- _PROBLEM DESCRIPTION_
Please set down every entry below exactly as given.

- _Stored records_
━━━━

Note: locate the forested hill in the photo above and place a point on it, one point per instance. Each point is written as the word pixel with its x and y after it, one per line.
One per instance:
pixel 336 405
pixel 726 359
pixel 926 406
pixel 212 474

━━━━

- _COMPLETED EXERCISE_
Note: locate the forested hill in the photo above and place a point on it, one point per instance. Each point is written as the word pixel with its x and y after it, one per line.
One per instance:
pixel 336 405
pixel 726 359
pixel 926 406
pixel 212 474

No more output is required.